__Request__: Retype all of the material below verbatim, leaving out the pictures.

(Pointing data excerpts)
* * * * * * * * *
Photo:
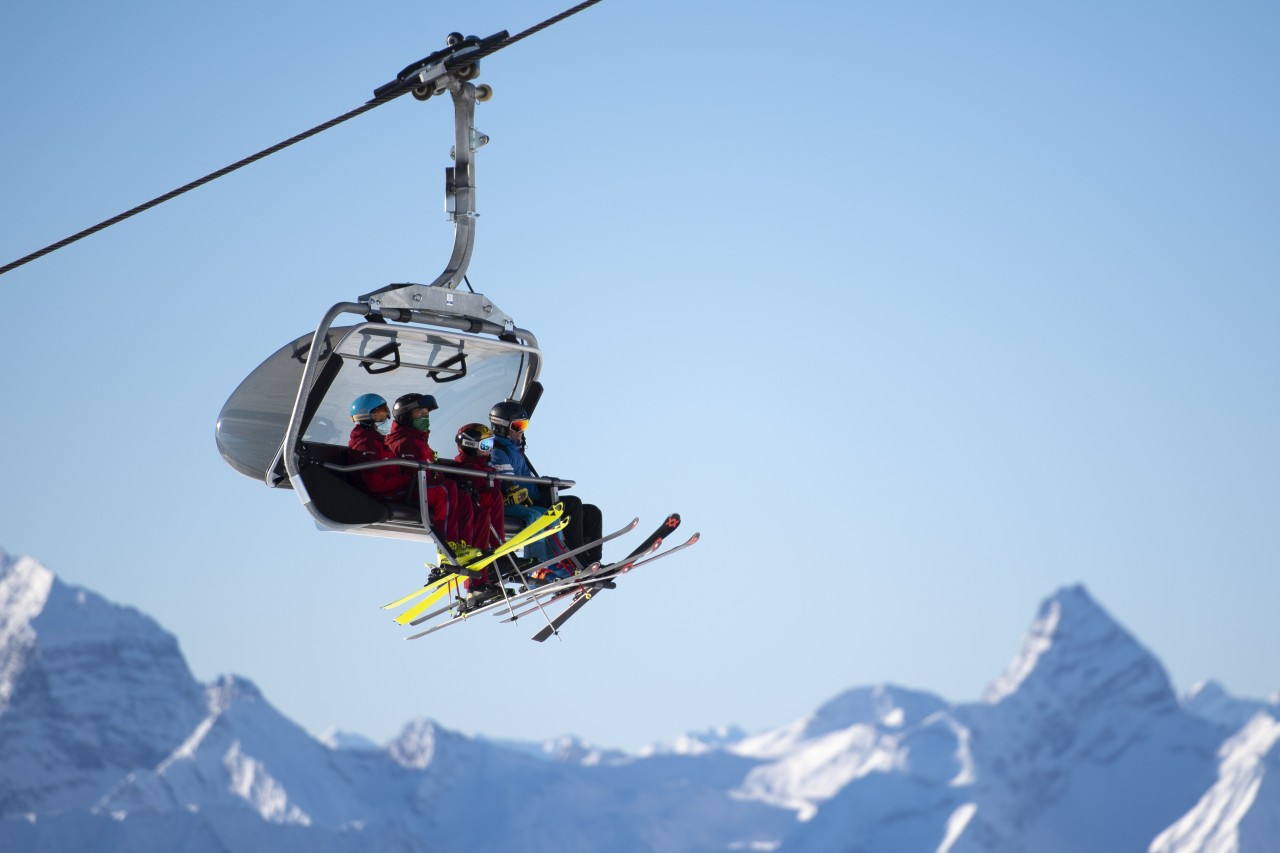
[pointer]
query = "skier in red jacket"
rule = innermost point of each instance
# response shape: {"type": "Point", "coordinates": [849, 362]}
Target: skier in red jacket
{"type": "Point", "coordinates": [368, 443]}
{"type": "Point", "coordinates": [452, 514]}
* * * * * * * * *
__Solution below__:
Photo:
[pointer]
query = "skier in red jacket"
rule = innermost point of each instance
# response shape: {"type": "Point", "coordinates": [849, 362]}
Target: skier in red jacket
{"type": "Point", "coordinates": [368, 443]}
{"type": "Point", "coordinates": [452, 514]}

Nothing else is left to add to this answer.